* _PASSAGE SHOWN_:
— start —

# trouble with boot floppy mfstools 2.0



## binford (Oct 10, 2004)

I'm attempting to upgrade my DirecTivo, going from the existing two drives up to two larger drives. I'd like to keep all of the data intact if I can...

I have all four drives connected in the proper order per the 'hinsdale' instructions. Because I have all four drives connected, I need to be able to boot from the floppy, which I've made both with the batch file and from the CD using rawrite.

The problem is: the computer won't boot from this diskette! I'm getting a series of repeated error messages:

1000
AX:020C
BX:0000
CX:0007
DX:0000.

Anyone seen this and know what I maight have done wrong? 

TIA,

Ken


----------



## lxjenkins (Apr 2, 2006)

binford said:


> I'm attempting to upgrade my DirecTivo, going from the existing two drives up to two larger drives. I'd like to keep all of the data intact if I can...
> 
> I have all four drives connected in the proper order per the 'hinsdale' instructions. Because I have all four drives connected, I need to be able to boot from the floppy, which I've made both with the batch file and from the CD using rawrite.
> 
> ...


Anyone seen this and know what I maight have done wrong?

I have the exact same problem...anyone have a solution? (By the way, I can't use the cd, I have to stick with the floppy).


----------



## HomeUser (Jan 12, 2003)

Probably the Linux on the floppy is incompatible with the hard-ware. If you are not on Dial-Up download and try the DSL Linux Run From CD it should work with your SATA drive. Just copy the mfstools files from the MFSTools CD or download the latest version of the MFSTools executables SourceForge.net MFSTools put them somewhere on your FAT32 drive then use the full path from a DSL Linux command session to run it

Example: If from Windows you copied the mfstool's backup program to c:/MyTiVoStuff then from the DSL Linux Command Terminal if the FAT32 partition is mounted at /mnt/cdrive the TiVo drive is first channel IDE primary then the backup command would be something like /mnt/cdrive/MyTiVoStuff/backup -f 9999 -3Tso /mnt/cdrive/MyTiVoStuff/mytivo.bak /dev/hda remember that Linux is case sensitive.


----------

— end —

* _INSTRUCTIONS_:
[1] In the mfstools boot floppy thread, whose instructions did binford follow to connect all four drives in the proper order?
[2] Pull from the mfstools boot floppy thread the stretch from "## HomeUser (Jan" through "is case sensitive.", copied word for word.

Image region labeling entries:
— start —

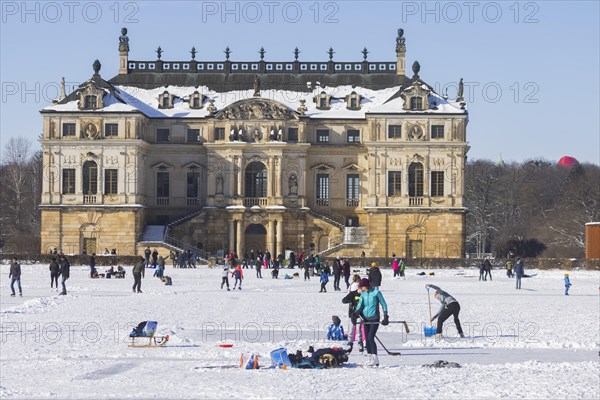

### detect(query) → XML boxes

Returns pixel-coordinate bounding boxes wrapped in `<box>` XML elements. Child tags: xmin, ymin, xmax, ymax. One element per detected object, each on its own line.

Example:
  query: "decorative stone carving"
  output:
<box><xmin>216</xmin><ymin>99</ymin><xmax>296</xmax><ymax>120</ymax></box>
<box><xmin>81</xmin><ymin>121</ymin><xmax>100</xmax><ymax>140</ymax></box>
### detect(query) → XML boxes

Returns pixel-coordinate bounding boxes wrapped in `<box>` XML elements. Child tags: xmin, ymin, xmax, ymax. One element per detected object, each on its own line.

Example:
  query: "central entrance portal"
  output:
<box><xmin>244</xmin><ymin>224</ymin><xmax>267</xmax><ymax>253</ymax></box>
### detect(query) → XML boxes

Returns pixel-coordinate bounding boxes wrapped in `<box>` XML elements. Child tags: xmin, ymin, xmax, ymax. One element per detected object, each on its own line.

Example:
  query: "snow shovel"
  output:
<box><xmin>423</xmin><ymin>288</ymin><xmax>436</xmax><ymax>337</ymax></box>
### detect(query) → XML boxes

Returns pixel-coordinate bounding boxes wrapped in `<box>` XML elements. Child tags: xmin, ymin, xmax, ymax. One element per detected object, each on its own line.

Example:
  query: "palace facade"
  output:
<box><xmin>41</xmin><ymin>29</ymin><xmax>469</xmax><ymax>258</ymax></box>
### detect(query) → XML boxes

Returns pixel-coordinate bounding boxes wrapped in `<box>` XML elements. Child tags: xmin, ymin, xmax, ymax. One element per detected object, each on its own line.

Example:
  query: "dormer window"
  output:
<box><xmin>410</xmin><ymin>97</ymin><xmax>423</xmax><ymax>111</ymax></box>
<box><xmin>77</xmin><ymin>81</ymin><xmax>104</xmax><ymax>110</ymax></box>
<box><xmin>84</xmin><ymin>95</ymin><xmax>98</xmax><ymax>110</ymax></box>
<box><xmin>315</xmin><ymin>91</ymin><xmax>331</xmax><ymax>110</ymax></box>
<box><xmin>158</xmin><ymin>90</ymin><xmax>174</xmax><ymax>108</ymax></box>
<box><xmin>189</xmin><ymin>91</ymin><xmax>204</xmax><ymax>110</ymax></box>
<box><xmin>346</xmin><ymin>91</ymin><xmax>362</xmax><ymax>110</ymax></box>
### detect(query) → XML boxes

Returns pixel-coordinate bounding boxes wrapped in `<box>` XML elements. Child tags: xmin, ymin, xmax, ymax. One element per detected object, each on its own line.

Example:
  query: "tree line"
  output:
<box><xmin>0</xmin><ymin>138</ymin><xmax>600</xmax><ymax>258</ymax></box>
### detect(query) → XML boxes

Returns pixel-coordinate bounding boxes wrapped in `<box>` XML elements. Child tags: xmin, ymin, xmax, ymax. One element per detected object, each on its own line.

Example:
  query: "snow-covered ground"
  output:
<box><xmin>0</xmin><ymin>265</ymin><xmax>600</xmax><ymax>399</ymax></box>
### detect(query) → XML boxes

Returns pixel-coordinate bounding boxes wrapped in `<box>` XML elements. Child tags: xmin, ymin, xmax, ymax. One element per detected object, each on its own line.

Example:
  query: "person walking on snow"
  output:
<box><xmin>231</xmin><ymin>265</ymin><xmax>244</xmax><ymax>290</ymax></box>
<box><xmin>58</xmin><ymin>255</ymin><xmax>71</xmax><ymax>296</ymax></box>
<box><xmin>48</xmin><ymin>257</ymin><xmax>60</xmax><ymax>291</ymax></box>
<box><xmin>514</xmin><ymin>257</ymin><xmax>525</xmax><ymax>290</ymax></box>
<box><xmin>221</xmin><ymin>264</ymin><xmax>229</xmax><ymax>292</ymax></box>
<box><xmin>8</xmin><ymin>258</ymin><xmax>23</xmax><ymax>297</ymax></box>
<box><xmin>319</xmin><ymin>271</ymin><xmax>329</xmax><ymax>293</ymax></box>
<box><xmin>352</xmin><ymin>278</ymin><xmax>389</xmax><ymax>366</ymax></box>
<box><xmin>425</xmin><ymin>283</ymin><xmax>465</xmax><ymax>338</ymax></box>
<box><xmin>131</xmin><ymin>257</ymin><xmax>146</xmax><ymax>293</ymax></box>
<box><xmin>369</xmin><ymin>262</ymin><xmax>381</xmax><ymax>290</ymax></box>
<box><xmin>565</xmin><ymin>274</ymin><xmax>571</xmax><ymax>296</ymax></box>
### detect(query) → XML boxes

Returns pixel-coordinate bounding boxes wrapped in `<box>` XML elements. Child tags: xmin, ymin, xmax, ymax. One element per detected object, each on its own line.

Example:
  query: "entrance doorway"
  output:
<box><xmin>242</xmin><ymin>224</ymin><xmax>267</xmax><ymax>254</ymax></box>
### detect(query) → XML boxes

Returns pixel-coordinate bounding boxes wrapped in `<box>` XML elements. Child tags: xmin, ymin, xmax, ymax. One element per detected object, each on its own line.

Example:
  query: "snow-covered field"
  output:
<box><xmin>0</xmin><ymin>265</ymin><xmax>600</xmax><ymax>399</ymax></box>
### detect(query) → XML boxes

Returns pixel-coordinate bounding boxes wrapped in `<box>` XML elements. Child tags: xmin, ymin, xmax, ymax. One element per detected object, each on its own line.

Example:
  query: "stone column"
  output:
<box><xmin>227</xmin><ymin>218</ymin><xmax>235</xmax><ymax>252</ymax></box>
<box><xmin>276</xmin><ymin>218</ymin><xmax>283</xmax><ymax>255</ymax></box>
<box><xmin>267</xmin><ymin>220</ymin><xmax>275</xmax><ymax>255</ymax></box>
<box><xmin>236</xmin><ymin>219</ymin><xmax>244</xmax><ymax>258</ymax></box>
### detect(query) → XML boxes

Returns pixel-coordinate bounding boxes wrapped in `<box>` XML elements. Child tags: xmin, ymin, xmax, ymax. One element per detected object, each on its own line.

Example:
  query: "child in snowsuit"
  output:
<box><xmin>327</xmin><ymin>315</ymin><xmax>348</xmax><ymax>340</ymax></box>
<box><xmin>319</xmin><ymin>271</ymin><xmax>329</xmax><ymax>293</ymax></box>
<box><xmin>565</xmin><ymin>274</ymin><xmax>571</xmax><ymax>296</ymax></box>
<box><xmin>231</xmin><ymin>265</ymin><xmax>244</xmax><ymax>290</ymax></box>
<box><xmin>221</xmin><ymin>265</ymin><xmax>229</xmax><ymax>291</ymax></box>
<box><xmin>342</xmin><ymin>284</ymin><xmax>366</xmax><ymax>353</ymax></box>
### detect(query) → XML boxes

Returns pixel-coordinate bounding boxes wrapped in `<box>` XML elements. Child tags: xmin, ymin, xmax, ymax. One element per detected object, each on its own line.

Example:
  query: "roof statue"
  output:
<box><xmin>254</xmin><ymin>75</ymin><xmax>260</xmax><ymax>97</ymax></box>
<box><xmin>119</xmin><ymin>28</ymin><xmax>129</xmax><ymax>52</ymax></box>
<box><xmin>413</xmin><ymin>61</ymin><xmax>421</xmax><ymax>79</ymax></box>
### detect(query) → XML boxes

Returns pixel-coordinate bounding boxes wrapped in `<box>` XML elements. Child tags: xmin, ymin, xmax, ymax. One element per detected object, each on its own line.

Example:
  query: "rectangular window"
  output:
<box><xmin>317</xmin><ymin>129</ymin><xmax>329</xmax><ymax>143</ymax></box>
<box><xmin>346</xmin><ymin>174</ymin><xmax>360</xmax><ymax>200</ymax></box>
<box><xmin>186</xmin><ymin>172</ymin><xmax>200</xmax><ymax>199</ymax></box>
<box><xmin>410</xmin><ymin>97</ymin><xmax>423</xmax><ymax>110</ymax></box>
<box><xmin>156</xmin><ymin>128</ymin><xmax>170</xmax><ymax>143</ymax></box>
<box><xmin>215</xmin><ymin>128</ymin><xmax>225</xmax><ymax>140</ymax></box>
<box><xmin>84</xmin><ymin>96</ymin><xmax>96</xmax><ymax>110</ymax></box>
<box><xmin>63</xmin><ymin>123</ymin><xmax>75</xmax><ymax>136</ymax></box>
<box><xmin>388</xmin><ymin>125</ymin><xmax>402</xmax><ymax>139</ymax></box>
<box><xmin>347</xmin><ymin>129</ymin><xmax>360</xmax><ymax>143</ymax></box>
<box><xmin>63</xmin><ymin>169</ymin><xmax>75</xmax><ymax>194</ymax></box>
<box><xmin>104</xmin><ymin>124</ymin><xmax>119</xmax><ymax>137</ymax></box>
<box><xmin>431</xmin><ymin>125</ymin><xmax>444</xmax><ymax>139</ymax></box>
<box><xmin>288</xmin><ymin>128</ymin><xmax>298</xmax><ymax>143</ymax></box>
<box><xmin>316</xmin><ymin>174</ymin><xmax>329</xmax><ymax>206</ymax></box>
<box><xmin>156</xmin><ymin>172</ymin><xmax>169</xmax><ymax>197</ymax></box>
<box><xmin>388</xmin><ymin>171</ymin><xmax>402</xmax><ymax>197</ymax></box>
<box><xmin>187</xmin><ymin>129</ymin><xmax>200</xmax><ymax>143</ymax></box>
<box><xmin>104</xmin><ymin>169</ymin><xmax>119</xmax><ymax>194</ymax></box>
<box><xmin>431</xmin><ymin>171</ymin><xmax>444</xmax><ymax>197</ymax></box>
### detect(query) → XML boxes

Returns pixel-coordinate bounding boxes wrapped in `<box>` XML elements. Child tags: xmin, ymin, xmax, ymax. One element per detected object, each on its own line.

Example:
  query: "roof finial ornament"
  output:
<box><xmin>413</xmin><ymin>61</ymin><xmax>421</xmax><ymax>79</ymax></box>
<box><xmin>119</xmin><ymin>28</ymin><xmax>129</xmax><ymax>53</ymax></box>
<box><xmin>58</xmin><ymin>76</ymin><xmax>67</xmax><ymax>101</ymax></box>
<box><xmin>92</xmin><ymin>60</ymin><xmax>102</xmax><ymax>76</ymax></box>
<box><xmin>456</xmin><ymin>78</ymin><xmax>465</xmax><ymax>102</ymax></box>
<box><xmin>254</xmin><ymin>75</ymin><xmax>260</xmax><ymax>97</ymax></box>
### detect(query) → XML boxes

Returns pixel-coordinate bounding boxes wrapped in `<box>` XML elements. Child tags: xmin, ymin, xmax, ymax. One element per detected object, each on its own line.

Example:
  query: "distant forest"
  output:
<box><xmin>0</xmin><ymin>138</ymin><xmax>600</xmax><ymax>258</ymax></box>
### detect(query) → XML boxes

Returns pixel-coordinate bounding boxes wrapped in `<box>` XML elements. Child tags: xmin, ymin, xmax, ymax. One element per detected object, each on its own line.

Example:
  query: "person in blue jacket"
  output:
<box><xmin>327</xmin><ymin>315</ymin><xmax>348</xmax><ymax>340</ymax></box>
<box><xmin>352</xmin><ymin>278</ymin><xmax>389</xmax><ymax>366</ymax></box>
<box><xmin>565</xmin><ymin>274</ymin><xmax>571</xmax><ymax>296</ymax></box>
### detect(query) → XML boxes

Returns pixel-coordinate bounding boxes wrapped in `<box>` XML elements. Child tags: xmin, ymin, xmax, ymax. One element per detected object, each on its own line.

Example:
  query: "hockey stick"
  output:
<box><xmin>359</xmin><ymin>321</ymin><xmax>410</xmax><ymax>333</ymax></box>
<box><xmin>375</xmin><ymin>335</ymin><xmax>401</xmax><ymax>356</ymax></box>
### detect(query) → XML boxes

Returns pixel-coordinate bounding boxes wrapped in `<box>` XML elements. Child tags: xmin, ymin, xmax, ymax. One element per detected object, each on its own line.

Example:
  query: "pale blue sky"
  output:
<box><xmin>0</xmin><ymin>1</ymin><xmax>600</xmax><ymax>164</ymax></box>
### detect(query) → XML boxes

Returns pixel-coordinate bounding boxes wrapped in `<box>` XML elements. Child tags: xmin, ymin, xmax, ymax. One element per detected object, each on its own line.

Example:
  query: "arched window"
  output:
<box><xmin>245</xmin><ymin>161</ymin><xmax>267</xmax><ymax>197</ymax></box>
<box><xmin>408</xmin><ymin>163</ymin><xmax>423</xmax><ymax>197</ymax></box>
<box><xmin>83</xmin><ymin>161</ymin><xmax>98</xmax><ymax>194</ymax></box>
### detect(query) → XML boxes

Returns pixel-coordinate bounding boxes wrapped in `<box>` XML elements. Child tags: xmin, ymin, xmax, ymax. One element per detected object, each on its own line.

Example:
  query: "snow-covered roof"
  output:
<box><xmin>43</xmin><ymin>85</ymin><xmax>466</xmax><ymax>119</ymax></box>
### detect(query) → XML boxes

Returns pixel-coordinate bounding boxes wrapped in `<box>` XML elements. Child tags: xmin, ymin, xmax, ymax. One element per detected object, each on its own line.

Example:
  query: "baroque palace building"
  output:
<box><xmin>41</xmin><ymin>28</ymin><xmax>469</xmax><ymax>258</ymax></box>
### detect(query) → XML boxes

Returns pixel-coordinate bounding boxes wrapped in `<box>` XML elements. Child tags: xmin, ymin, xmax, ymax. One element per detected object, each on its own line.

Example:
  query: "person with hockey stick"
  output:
<box><xmin>352</xmin><ymin>278</ymin><xmax>389</xmax><ymax>366</ymax></box>
<box><xmin>425</xmin><ymin>283</ymin><xmax>465</xmax><ymax>338</ymax></box>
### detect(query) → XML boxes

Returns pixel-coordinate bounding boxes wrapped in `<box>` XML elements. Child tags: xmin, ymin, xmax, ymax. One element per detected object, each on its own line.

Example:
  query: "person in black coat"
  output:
<box><xmin>369</xmin><ymin>262</ymin><xmax>382</xmax><ymax>290</ymax></box>
<box><xmin>58</xmin><ymin>255</ymin><xmax>71</xmax><ymax>296</ymax></box>
<box><xmin>48</xmin><ymin>257</ymin><xmax>60</xmax><ymax>290</ymax></box>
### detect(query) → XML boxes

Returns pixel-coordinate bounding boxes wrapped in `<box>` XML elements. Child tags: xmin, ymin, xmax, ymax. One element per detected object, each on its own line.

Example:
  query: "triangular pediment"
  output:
<box><xmin>215</xmin><ymin>98</ymin><xmax>298</xmax><ymax>120</ymax></box>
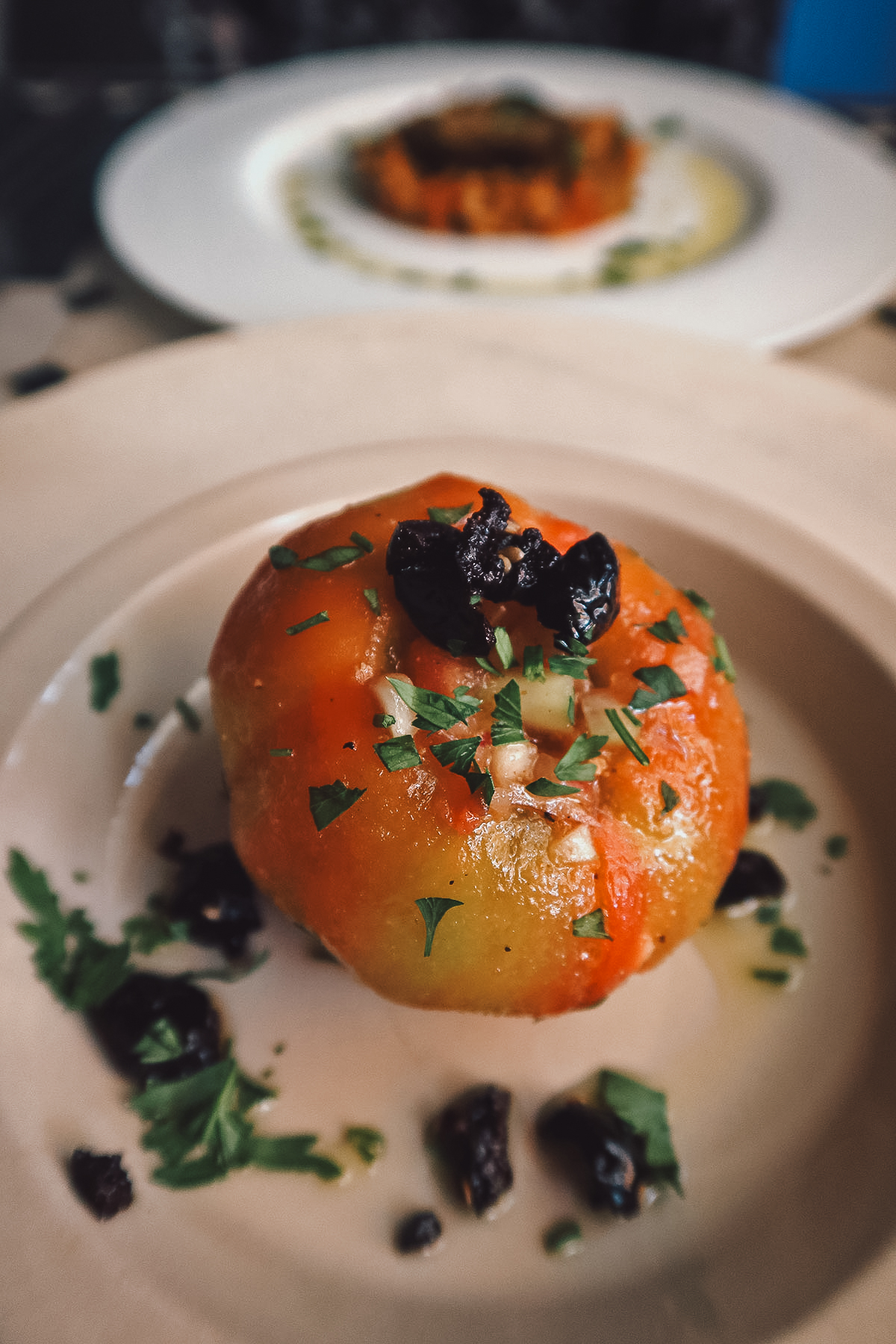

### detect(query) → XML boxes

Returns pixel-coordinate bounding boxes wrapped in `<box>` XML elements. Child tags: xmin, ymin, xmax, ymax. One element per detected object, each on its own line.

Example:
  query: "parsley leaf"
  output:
<box><xmin>712</xmin><ymin>635</ymin><xmax>738</xmax><ymax>682</ymax></box>
<box><xmin>286</xmin><ymin>612</ymin><xmax>329</xmax><ymax>635</ymax></box>
<box><xmin>572</xmin><ymin>906</ymin><xmax>612</xmax><ymax>942</ymax></box>
<box><xmin>603</xmin><ymin>692</ymin><xmax>650</xmax><ymax>765</ymax></box>
<box><xmin>598</xmin><ymin>1068</ymin><xmax>682</xmax><ymax>1195</ymax></box>
<box><xmin>629</xmin><ymin>662</ymin><xmax>688</xmax><ymax>709</ymax></box>
<box><xmin>548</xmin><ymin>653</ymin><xmax>598</xmax><ymax>680</ymax></box>
<box><xmin>525</xmin><ymin>778</ymin><xmax>582</xmax><ymax>798</ymax></box>
<box><xmin>90</xmin><ymin>649</ymin><xmax>121</xmax><ymax>714</ymax></box>
<box><xmin>414</xmin><ymin>897</ymin><xmax>464</xmax><ymax>957</ymax></box>
<box><xmin>523</xmin><ymin>644</ymin><xmax>545</xmax><ymax>682</ymax></box>
<box><xmin>491</xmin><ymin>677</ymin><xmax>525</xmax><ymax>747</ymax></box>
<box><xmin>385</xmin><ymin>676</ymin><xmax>482</xmax><ymax>732</ymax></box>
<box><xmin>647</xmin><ymin>606</ymin><xmax>688</xmax><ymax>644</ymax></box>
<box><xmin>426</xmin><ymin>500</ymin><xmax>473</xmax><ymax>527</ymax></box>
<box><xmin>681</xmin><ymin>588</ymin><xmax>716</xmax><ymax>621</ymax></box>
<box><xmin>373</xmin><ymin>732</ymin><xmax>420</xmax><ymax>773</ymax></box>
<box><xmin>7</xmin><ymin>850</ymin><xmax>131</xmax><ymax>1012</ymax></box>
<box><xmin>553</xmin><ymin>732</ymin><xmax>610</xmax><ymax>781</ymax></box>
<box><xmin>308</xmin><ymin>780</ymin><xmax>367</xmax><ymax>830</ymax></box>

— end —

* _RESULTS FOR THE EXERCISE_:
[1] The 'hinsdale' instructions.

[2]
## HomeUser (Jan 12, 2003)

Probably the Linux on the floppy is incompatible with the hard-ware. If you are not on Dial-Up download and try the DSL Linux Run From CD it should work with your SATA drive. Just copy the mfstools files from the MFSTools CD or download the latest version of the MFSTools executables SourceForge.net MFSTools put them somewhere on your FAT32 drive then use the full path from a DSL Linux command session to run it

Example: If from Windows you copied the mfstool's backup program to c:/MyTiVoStuff then from the DSL Linux Command Terminal if the FAT32 partition is mounted at /mnt/cdrive the TiVo drive is first channel IDE primary then the backup command would be something like /mnt/cdrive/MyTiVoStuff/backup -f 9999 -3Tso /mnt/cdrive/MyTiVoStuff/mytivo.bak /dev/hda remember that Linux is case sensitive.